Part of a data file
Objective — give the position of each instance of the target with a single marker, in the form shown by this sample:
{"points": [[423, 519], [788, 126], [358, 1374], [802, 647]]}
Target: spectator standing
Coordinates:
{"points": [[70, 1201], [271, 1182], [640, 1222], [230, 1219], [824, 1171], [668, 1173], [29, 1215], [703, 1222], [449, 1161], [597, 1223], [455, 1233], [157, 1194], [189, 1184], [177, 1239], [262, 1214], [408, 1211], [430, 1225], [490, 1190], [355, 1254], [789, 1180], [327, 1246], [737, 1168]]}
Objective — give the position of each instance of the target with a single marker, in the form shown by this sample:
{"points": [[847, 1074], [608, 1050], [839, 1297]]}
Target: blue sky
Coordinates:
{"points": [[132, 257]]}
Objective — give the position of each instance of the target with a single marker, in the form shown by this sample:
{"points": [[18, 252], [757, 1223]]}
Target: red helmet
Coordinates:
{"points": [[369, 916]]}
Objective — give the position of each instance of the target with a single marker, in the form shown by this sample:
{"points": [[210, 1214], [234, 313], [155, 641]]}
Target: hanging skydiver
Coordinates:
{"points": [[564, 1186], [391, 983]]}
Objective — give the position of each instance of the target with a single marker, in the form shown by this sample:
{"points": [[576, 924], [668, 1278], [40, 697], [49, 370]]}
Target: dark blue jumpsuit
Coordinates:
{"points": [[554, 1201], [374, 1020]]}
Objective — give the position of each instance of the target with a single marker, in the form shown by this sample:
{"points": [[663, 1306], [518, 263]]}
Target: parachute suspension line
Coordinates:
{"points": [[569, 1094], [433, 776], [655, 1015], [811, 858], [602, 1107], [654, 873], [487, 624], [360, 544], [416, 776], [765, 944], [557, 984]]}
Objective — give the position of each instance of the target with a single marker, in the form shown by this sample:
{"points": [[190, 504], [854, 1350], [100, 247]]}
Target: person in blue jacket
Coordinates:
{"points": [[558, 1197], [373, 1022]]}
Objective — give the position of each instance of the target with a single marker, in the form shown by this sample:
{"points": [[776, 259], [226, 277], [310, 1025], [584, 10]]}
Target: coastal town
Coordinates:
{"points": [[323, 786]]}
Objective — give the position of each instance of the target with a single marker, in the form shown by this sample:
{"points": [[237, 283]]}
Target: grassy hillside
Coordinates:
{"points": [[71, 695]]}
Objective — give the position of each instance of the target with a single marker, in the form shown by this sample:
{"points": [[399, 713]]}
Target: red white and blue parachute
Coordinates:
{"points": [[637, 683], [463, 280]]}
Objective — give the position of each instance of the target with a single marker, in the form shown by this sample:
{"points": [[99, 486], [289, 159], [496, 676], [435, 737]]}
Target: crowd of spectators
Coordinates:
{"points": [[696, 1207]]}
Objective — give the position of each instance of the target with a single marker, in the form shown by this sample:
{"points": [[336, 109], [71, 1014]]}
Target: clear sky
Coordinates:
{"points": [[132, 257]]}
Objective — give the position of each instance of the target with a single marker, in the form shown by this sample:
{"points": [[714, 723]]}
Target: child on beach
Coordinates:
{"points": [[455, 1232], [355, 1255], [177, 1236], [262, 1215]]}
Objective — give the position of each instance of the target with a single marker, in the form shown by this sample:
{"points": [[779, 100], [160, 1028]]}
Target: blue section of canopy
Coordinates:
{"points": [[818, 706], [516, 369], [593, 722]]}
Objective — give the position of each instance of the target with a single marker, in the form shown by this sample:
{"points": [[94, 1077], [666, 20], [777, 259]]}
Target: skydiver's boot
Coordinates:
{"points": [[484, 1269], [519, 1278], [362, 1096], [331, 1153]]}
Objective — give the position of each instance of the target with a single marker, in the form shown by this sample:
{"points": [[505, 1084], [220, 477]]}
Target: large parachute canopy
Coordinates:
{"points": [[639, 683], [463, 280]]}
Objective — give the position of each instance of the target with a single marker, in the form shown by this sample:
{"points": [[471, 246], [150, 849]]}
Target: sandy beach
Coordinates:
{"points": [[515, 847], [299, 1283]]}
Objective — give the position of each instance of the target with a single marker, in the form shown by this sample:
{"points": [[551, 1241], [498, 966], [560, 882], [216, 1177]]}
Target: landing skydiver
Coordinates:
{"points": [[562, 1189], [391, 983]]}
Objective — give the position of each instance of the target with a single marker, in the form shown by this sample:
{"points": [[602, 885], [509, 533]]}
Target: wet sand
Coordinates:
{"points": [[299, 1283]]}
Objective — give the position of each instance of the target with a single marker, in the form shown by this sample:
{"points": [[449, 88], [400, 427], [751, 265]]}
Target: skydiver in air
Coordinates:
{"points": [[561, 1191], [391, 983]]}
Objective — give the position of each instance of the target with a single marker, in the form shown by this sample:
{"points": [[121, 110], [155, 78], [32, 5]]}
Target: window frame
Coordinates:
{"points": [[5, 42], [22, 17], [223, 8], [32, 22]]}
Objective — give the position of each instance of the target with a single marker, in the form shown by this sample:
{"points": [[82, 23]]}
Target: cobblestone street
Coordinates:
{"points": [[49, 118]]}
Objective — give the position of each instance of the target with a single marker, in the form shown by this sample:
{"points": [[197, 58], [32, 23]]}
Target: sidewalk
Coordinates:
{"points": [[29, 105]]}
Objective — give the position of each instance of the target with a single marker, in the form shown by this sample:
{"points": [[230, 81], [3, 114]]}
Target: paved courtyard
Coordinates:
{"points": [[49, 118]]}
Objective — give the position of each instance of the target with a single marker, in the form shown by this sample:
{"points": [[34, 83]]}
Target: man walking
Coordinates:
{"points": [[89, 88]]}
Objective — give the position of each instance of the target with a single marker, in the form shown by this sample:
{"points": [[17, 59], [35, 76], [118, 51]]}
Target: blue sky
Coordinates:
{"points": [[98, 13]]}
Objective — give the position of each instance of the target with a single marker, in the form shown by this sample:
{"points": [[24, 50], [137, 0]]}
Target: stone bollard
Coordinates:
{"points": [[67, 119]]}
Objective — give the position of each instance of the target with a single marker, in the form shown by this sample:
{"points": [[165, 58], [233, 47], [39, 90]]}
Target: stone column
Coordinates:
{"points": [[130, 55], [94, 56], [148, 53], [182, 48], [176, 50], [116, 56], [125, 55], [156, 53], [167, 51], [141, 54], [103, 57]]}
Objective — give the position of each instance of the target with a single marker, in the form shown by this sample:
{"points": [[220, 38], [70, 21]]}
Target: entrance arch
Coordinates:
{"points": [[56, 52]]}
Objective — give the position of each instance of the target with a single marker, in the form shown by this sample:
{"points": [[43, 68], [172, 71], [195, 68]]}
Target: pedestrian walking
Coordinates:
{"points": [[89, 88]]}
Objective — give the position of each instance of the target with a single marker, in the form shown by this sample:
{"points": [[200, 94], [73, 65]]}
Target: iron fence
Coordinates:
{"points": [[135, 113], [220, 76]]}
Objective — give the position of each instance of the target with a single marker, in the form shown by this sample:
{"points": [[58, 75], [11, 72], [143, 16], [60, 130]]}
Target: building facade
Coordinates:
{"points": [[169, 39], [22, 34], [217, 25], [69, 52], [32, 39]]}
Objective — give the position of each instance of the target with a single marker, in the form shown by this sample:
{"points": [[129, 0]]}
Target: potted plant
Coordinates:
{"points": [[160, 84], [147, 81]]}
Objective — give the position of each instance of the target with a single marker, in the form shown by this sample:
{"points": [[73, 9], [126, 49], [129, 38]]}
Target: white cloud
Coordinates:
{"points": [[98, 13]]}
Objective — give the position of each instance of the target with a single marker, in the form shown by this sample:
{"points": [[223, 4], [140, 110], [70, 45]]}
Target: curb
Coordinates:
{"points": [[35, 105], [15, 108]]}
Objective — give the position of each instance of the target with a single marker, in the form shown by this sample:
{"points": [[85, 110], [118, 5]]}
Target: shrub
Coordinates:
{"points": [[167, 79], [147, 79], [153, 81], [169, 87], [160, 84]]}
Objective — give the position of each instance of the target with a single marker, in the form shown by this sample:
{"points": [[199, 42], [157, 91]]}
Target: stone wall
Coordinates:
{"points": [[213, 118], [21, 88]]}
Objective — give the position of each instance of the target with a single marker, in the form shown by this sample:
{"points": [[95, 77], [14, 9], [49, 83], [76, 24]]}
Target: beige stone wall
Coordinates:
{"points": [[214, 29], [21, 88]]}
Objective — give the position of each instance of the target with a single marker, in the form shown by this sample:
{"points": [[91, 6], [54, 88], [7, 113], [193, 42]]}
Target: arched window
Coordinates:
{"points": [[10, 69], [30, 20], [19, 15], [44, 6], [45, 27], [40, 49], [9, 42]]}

The problem
Filter the data above down to every line that contains the word "skydiver", with case counting.

Final answer
Target: hanging skydiver
Target: skydiver's boot
Target: landing skydiver
Target: skydiver in air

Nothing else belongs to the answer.